* Things to do:
- 1) Copy the passage on Prontosan for chronic wounds between "Wound size and" and "visit compared with the baseline visit.", inclusive.
- 2) Continue the passage on Prontosan for chronic wounds after its last sentence.

* Study text:

Prontosan solution; treatment was given in 2 regimens: group A (40 people) was treated with a single application of Prontosan for different time durations (2, 5, 10 and 15 minutes) and group B (30 people) was treated with Prontosan for 10 minutes, daily, during dressing changes for 14 days.
In group A, there were no changes after the 2‑minute and 5‑minute applications. At 10 minutes there was improvement in 4 out of 10 wounds and at 15 minutes there was improvement in 5 out of 10 wounds. In group B, after 14 days of treatment, 73% of wounds were cleaned and debrided. People in group B reported a reduction in pain. Peri-wound skin was improved in 29 out of 30 people in group B. One person in group B had tissue deterioration due to maceration.
Because this study is not comparative it is not possible to draw any conclusions about whether Prontosan is more effective than other treatments for debriding chronic wounds. It is not clear what types of chronic wounds were included in the study. The follow-up period of 14 days is not long enough to show the effect of Prontosan on wound healing. However, it should be noted that all wounds had been present for 6 weeks before the study, and had not responded to standard treatment in this time. The study results suggest that Prontosan should be applied for at least 10 minutes to effectively remove residue and debride chronic wounds.
Wound size and pain decreased significantly (p<0.001) from baseline to the end of the study. Wound size decreased in length (-17.5; range 21.4 cm), width (-15.5; range 21.1 cm) and area (-8.3; range 16.7 cm2). Pain in adults was measured using the visual analogue scale, and reduced by -4.67 (range 2.7). In children under 3 years the face, legs, activity, cry, consolability scale was used, which changed by less than 1 (range 4). Overall, 90% of wounds reduced in size and 80% of people reported a reduction in pain compared with the baseline visit. 75% of wounds reached complete skin integrity by the end of the study. Exudate also reduced: at the baseline visit 15% of wounds had no exudate, and this increased to 74% by the end of the study. The authors also noted that dressing changes were required less frequently at the final visit compared with the baseline visit.

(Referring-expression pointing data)
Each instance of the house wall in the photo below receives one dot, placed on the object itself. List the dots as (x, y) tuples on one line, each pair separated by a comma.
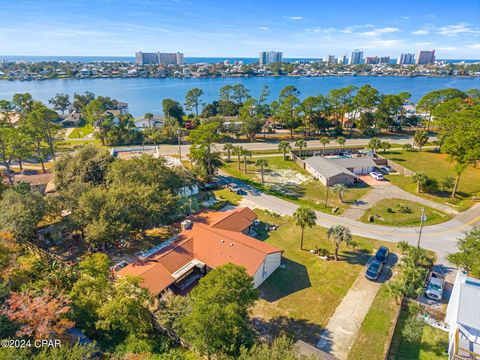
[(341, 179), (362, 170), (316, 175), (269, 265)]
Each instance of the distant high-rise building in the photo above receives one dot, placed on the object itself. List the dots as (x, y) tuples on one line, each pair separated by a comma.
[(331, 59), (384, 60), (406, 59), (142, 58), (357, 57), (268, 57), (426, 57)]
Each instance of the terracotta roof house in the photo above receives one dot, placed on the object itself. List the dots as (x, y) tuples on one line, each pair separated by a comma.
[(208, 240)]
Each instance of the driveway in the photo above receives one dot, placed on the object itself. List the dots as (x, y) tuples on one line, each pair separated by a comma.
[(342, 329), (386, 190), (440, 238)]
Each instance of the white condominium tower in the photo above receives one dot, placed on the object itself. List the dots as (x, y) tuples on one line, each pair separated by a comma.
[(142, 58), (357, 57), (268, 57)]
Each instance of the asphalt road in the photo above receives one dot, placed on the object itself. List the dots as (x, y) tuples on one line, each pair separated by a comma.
...
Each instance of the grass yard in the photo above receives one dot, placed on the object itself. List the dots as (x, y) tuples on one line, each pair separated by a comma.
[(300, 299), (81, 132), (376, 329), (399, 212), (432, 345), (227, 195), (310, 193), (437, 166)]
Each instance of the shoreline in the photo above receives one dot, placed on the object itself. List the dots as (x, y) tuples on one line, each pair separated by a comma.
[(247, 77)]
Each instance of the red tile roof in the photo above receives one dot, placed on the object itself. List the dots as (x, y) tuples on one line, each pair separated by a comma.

* Answers given:
- 1)
Wound size and pain decreased significantly (p<0.001) from baseline to the end of the study. Wound size decreased in length (-17.5; range 21.4 cm), width (-15.5; range 21.1 cm) and area (-8.3; range 16.7 cm2). Pain in adults was measured using the visual analogue scale, and reduced by -4.67 (range 2.7). In children under 3 years the face, legs, activity, cry, consolability scale was used, which changed by less than 1 (range 4). Overall, 90% of wounds reduced in size and 80% of people reported a reduction in pain compared with the baseline visit. 75% of wounds reached complete skin integrity by the end of the study. Exudate also reduced: at the baseline visit 15% of wounds had no exudate, and this increased to 74% by the end of the study. The authors also noted that dressing changes were required less frequently at the final visit compared with the baseline visit.

- 2)
Because this study is not comparative it is not possible to draw any conclusions about whether Prontosan is more effective than other treatments for chronic wounds. The reported reductions in wound size have very large standard errors, which do not seem to support the statistical significance reported. The study recruited people of all ages (from 4 days to 91 years old) with mixed wound aetiology, which may have contributed to the uncertainty in the results.
112 adults with venous leg ulcers in a retrospective review of records. Location: Netherlands.
The wounds treated with Prontosan had a higher chance of completely healing after 6 months (97% compared with 89%), and mean time to healing was significantly faster in the Prontosan group (3.31 months compared with 4.42 months; p<0.0001). There were fewer infections in the Prontosan group (2 out of 59 [3%]) than in the control group (7 out of 53 [13%]). The authors noted that wound cleansing with Prontosan was more effective than wound cleansing with saline or Ringers solution and that it improved the condition of the local wound environment.
This study followed patient records for 6 months, which was long enough to observe the total healing of most included wounds. The authors noted that all people included in the study also received standardised compression therapy using bandaging to improve venous flow, speeding up wound healing.
The company claims that using Prontosan will reduce the number of dressings and nurse visits needed because of faster healing. The containers, shipping carton and cardboard packing that contain the gel can be recycled. There is no published evidence to support these claims.